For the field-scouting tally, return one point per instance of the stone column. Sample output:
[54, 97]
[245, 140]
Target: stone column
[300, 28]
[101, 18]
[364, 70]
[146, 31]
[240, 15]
◆ ◆ ◆ ◆ ◆ ◆ ◆
Your instructions: Shift every coordinate in the answer points of the records above by adding -95 to it, and write out all the lines again, requests included. Leave the numbers in the requests and their sample outputs unchanged.

Correct output:
For the field-scouting tally, return one point per instance of the stone column. Sample output:
[54, 97]
[245, 140]
Target: stone column
[205, -67]
[6, -77]
[269, -25]
[51, -64]
[145, -80]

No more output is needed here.